Arrange every line of the records below as a JSON list of strings, one string per line, leaving out blank lines.

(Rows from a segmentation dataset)

Begin

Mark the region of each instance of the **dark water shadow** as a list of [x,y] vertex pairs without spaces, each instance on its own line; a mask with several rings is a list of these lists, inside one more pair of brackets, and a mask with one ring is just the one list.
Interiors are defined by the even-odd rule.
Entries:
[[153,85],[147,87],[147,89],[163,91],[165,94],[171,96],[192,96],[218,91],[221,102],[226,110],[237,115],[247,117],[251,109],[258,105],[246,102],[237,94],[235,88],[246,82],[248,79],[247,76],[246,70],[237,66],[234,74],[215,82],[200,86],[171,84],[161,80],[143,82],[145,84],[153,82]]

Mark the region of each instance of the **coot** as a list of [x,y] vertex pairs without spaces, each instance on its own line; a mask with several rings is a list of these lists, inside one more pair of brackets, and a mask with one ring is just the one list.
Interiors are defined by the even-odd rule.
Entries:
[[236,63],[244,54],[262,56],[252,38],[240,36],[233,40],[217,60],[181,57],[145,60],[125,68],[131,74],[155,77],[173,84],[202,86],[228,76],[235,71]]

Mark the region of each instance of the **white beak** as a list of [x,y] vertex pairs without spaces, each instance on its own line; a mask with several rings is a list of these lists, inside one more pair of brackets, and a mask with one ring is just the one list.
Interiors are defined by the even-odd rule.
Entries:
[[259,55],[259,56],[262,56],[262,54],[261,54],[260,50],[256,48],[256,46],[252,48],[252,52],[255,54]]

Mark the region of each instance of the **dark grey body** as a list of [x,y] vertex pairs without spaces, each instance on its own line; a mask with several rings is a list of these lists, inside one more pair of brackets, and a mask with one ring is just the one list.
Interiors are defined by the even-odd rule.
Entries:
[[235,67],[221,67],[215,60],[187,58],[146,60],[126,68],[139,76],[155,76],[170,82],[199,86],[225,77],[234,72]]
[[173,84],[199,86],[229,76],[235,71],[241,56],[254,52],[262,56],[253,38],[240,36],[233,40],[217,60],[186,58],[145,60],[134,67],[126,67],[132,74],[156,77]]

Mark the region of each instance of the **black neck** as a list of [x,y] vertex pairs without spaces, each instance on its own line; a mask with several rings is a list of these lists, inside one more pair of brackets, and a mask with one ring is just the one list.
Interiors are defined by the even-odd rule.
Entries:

End

## PROBLEM SOLUTION
[
  "Mark the region of each instance of the **dark water shadow** as a list of [x,y] vertex pairs without spaces, each instance on its own line; a mask with several rings is a list of these lists, inside one more pair of brackets, and a mask with one ring is just the one list.",
  "Interiors are defined by the even-odd rule.",
  "Entries:",
  "[[153,85],[147,87],[147,89],[163,91],[165,94],[171,96],[192,96],[218,91],[221,102],[226,110],[237,115],[247,117],[251,109],[258,105],[246,102],[237,94],[235,88],[246,82],[248,79],[247,76],[246,70],[237,66],[234,74],[215,82],[200,86],[171,84],[161,80],[143,82],[145,84],[153,82]]",
  "Mark the region of each instance of the **coot** as a list of [x,y] vertex pairs without spaces, each instance on its own line; a mask with several rings is a list of these lists, inside one more pair of brackets, and a mask with one ring is just the one list.",
  "Interiors are defined by the even-odd rule.",
  "Entries:",
  "[[236,63],[244,54],[262,56],[252,38],[240,36],[233,40],[217,60],[181,57],[145,60],[125,68],[131,74],[155,77],[173,84],[202,86],[228,76],[235,71]]",
  "Mark the region of each instance of the **white beak** as a list of [x,y] vertex pairs without spaces, each instance on its own line; a mask with several rings is a list of these lists, inside one more pair of brackets, and a mask with one ring is just the one list.",
  "Interiors are defined by the even-odd rule.",
  "Entries:",
  "[[259,55],[259,56],[262,56],[262,54],[261,54],[260,50],[256,48],[256,46],[252,48],[252,52],[255,54]]",
  "Mark the region of each instance of the **dark grey body** as a list of [x,y] vertex pairs without spaces, each instance on its own line; a mask with several rings is a list of these lists, inside one more pair of brackets, and a mask with one ring is just the one list.",
  "Interiors are defined by the even-odd rule.",
  "Entries:",
  "[[235,67],[221,67],[215,60],[187,58],[146,60],[126,68],[139,76],[155,76],[170,82],[199,86],[225,77],[234,72]]",
  "[[173,84],[199,86],[229,76],[235,71],[241,56],[254,52],[262,56],[253,38],[240,36],[233,40],[217,60],[186,58],[145,60],[134,67],[126,67],[132,74],[156,77]]",
  "Mark the region of each instance of the **black neck** as a list of [x,y] vertex pairs without spaces, each instance on its own line; a mask with several rings is a list of these lists, inside one more pair of brackets, and a mask with one ring is just the one list.",
  "Interiors are defined by the even-odd rule.",
  "Entries:"
]